WRITTEN REQUEST
Reproduce each of the following entries precisely as it appears, leaving every line unchanged.

[Pointing dataset entries]
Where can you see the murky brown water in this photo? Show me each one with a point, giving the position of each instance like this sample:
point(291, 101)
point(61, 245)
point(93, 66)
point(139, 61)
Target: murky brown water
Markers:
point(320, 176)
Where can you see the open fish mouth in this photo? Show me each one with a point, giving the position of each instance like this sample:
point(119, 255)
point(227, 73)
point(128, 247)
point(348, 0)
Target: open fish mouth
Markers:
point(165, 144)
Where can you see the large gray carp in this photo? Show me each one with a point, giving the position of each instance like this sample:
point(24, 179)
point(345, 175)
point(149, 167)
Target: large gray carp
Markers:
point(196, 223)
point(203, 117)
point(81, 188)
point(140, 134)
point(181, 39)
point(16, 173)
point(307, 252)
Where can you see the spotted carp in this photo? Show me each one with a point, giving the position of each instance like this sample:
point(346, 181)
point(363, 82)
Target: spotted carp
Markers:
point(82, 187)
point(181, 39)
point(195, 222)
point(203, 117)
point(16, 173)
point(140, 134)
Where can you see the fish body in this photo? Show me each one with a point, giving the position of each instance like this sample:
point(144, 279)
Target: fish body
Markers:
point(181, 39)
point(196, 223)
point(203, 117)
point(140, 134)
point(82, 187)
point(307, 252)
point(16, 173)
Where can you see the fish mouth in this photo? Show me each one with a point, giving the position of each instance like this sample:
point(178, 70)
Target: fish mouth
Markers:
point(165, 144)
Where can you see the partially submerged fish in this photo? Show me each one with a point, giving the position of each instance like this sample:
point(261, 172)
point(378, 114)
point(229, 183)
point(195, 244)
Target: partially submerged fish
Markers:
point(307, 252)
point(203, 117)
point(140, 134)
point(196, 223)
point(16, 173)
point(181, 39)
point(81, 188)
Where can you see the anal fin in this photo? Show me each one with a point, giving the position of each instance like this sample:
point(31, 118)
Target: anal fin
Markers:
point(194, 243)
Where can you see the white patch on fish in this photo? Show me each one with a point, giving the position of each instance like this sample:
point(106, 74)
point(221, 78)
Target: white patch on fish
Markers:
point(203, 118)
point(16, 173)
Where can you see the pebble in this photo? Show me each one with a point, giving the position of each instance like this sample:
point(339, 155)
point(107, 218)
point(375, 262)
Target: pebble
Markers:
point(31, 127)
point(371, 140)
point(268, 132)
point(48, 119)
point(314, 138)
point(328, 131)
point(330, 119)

FINISHED TASK
Where can you see the murky brown water in this photo? Show me each one with a point, giving the position of each instance like this sample:
point(291, 101)
point(61, 245)
point(93, 66)
point(139, 61)
Target: murky brown water
Markers:
point(320, 176)
Where can you see the open fish mouth in this photo? Show me each one with a point, giving the position of each instance like this sample:
point(119, 255)
point(227, 73)
point(128, 247)
point(348, 0)
Target: open fish mouth
Markers:
point(165, 144)
Where can you see the large gray carp in this photo? Show me each one with a point, giving the position of each instance like this sample:
point(24, 179)
point(345, 175)
point(149, 167)
Target: large gray carp
Markers:
point(196, 223)
point(203, 117)
point(81, 188)
point(140, 134)
point(181, 39)
point(16, 173)
point(307, 252)
Where can you see the spotted carp in this photo? Show me each one with a point, giving the position of each instance like this sample:
point(346, 181)
point(363, 82)
Target: spotted carp
Markers:
point(82, 187)
point(181, 39)
point(195, 222)
point(203, 117)
point(16, 173)
point(140, 134)
Where can you see the fish body in this photo? Show me each one with a point, giving the position of each instance like this sample:
point(144, 279)
Target: fish body
Markers:
point(181, 39)
point(196, 223)
point(203, 117)
point(140, 134)
point(82, 187)
point(307, 252)
point(16, 173)
Where can you see the fish mouth in this photo? Show me each one with a point, giving the position of each instance like this sample:
point(178, 70)
Target: fish mouth
Markers:
point(165, 144)
Where can you see the partially submerged fish in this photo? Show me each one with a point, giving the position of each instance like this sample:
point(261, 172)
point(378, 114)
point(229, 183)
point(195, 244)
Target: partially submerged fish
Markers:
point(307, 252)
point(203, 117)
point(140, 134)
point(196, 223)
point(16, 173)
point(181, 39)
point(81, 188)
Where can you see the anal fin in this photo? Show me each one with a point, giving the position of each instance like this sample:
point(31, 118)
Target: anal fin
Markers:
point(194, 243)
Where can you see the white patch on fish in this photo? Show me each one with a point, giving the position of each instance like this sample:
point(106, 74)
point(221, 78)
Target: white patch on fish
Markers:
point(203, 118)
point(16, 173)
Where can you see the pebble in this photo? Show me each one with a point, giving the position of each instance like this sample:
point(339, 155)
point(107, 218)
point(375, 262)
Target: pebble
Markers:
point(31, 127)
point(371, 140)
point(268, 132)
point(48, 119)
point(314, 138)
point(328, 131)
point(330, 119)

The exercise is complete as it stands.